**Prompt:** These records need to be repeated exactly, every one of them.

**Record set:**
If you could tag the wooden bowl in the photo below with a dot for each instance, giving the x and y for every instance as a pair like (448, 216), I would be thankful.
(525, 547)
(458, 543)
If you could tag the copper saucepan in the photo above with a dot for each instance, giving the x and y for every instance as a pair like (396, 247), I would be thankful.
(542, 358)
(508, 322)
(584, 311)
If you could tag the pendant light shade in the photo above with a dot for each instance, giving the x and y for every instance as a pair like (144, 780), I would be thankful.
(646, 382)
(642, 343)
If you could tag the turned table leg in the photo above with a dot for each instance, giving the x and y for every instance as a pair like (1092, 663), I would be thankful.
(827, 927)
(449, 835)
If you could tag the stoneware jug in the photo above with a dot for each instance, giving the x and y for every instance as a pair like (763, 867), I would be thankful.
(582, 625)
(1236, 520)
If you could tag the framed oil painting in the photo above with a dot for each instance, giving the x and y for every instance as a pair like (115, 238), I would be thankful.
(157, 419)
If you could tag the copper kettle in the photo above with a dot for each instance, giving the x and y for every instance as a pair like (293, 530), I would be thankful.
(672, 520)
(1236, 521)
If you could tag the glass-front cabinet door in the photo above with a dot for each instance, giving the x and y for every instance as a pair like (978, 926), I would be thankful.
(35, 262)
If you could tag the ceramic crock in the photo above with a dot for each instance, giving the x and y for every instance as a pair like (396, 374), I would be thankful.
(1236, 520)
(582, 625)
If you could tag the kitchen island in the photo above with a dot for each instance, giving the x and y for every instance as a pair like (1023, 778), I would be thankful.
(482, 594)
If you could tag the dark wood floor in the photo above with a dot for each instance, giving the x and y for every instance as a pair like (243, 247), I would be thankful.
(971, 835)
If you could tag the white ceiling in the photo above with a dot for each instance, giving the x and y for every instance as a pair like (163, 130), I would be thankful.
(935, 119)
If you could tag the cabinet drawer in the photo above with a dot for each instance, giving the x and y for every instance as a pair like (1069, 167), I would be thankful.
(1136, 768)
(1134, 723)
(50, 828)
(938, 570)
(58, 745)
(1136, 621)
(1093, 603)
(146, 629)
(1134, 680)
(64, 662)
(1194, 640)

**Solution to this task:**
If you could tag the wooden bowl in the photo below with a dot for each instance, giving the x and y for every instance as a pair like (448, 216), I would be thankful.
(525, 547)
(458, 543)
If you could tag the copper saucepan in the photo above with a dot for each instance, giving the x and y for every instance as a pair like (396, 247), I would be thankful.
(542, 358)
(508, 322)
(584, 311)
If you could tag the pendant light shade in the photo above with a dot for each instance, giving the x and y for every instance as a pair like (144, 780), I would be thankful.
(646, 382)
(642, 343)
If you could tag the turned table leg in the photo above with a dot for each instance, giving the x and y for every instance as a pair like (1092, 663), I would be thankful.
(827, 927)
(449, 835)
If you could tag the stoneware jug in the photo above with a dot for each instance, giving the x and y for every instance as a pair like (763, 867), I would be thankful.
(582, 625)
(1236, 520)
If you could tag the framed oil painting in the photo above with a dot for each instance, giving the x and y for every instance as a pair like (115, 238), I would be thankful.
(157, 419)
If you could tag the copper kettle in the photo above with a dot for each instance, giving the x and y for every instance as a pair like (293, 530), I would be thankful.
(672, 520)
(1236, 521)
If you could tag the glass-front cabinet door in the photo above with a dot for each instance, giving the x and y for every instance as a pair like (978, 926), I would be thankful.
(35, 262)
If you could tag the ceramic crock in the photo above with a dot for each instance, giving the x and y for every instance as a pair like (396, 374), I would be thankful.
(1236, 520)
(582, 625)
If you could tag the kitchen island in the photo above with a dot for each instance, giving the x and y for every instance as a pair like (1023, 778), I would be thankful.
(482, 594)
If you could tag the dark wood floor in the photo above with a dot for each instance, giving the x and y for every instance as a pair like (243, 247), I would be thankful.
(971, 835)
If you could tag the white ceiling in the photo above with a dot for each instance, giving the x and y for every instance as a pair like (163, 130), I would be thankful.
(935, 119)
If you could tag the cabinet drawer in the photo above with a dot for each instance, giving the x and y for every instance as a pair like (1069, 167), I would be thankful.
(1136, 768)
(1134, 723)
(50, 828)
(938, 570)
(58, 745)
(1136, 621)
(1093, 603)
(146, 629)
(1134, 680)
(64, 662)
(1194, 640)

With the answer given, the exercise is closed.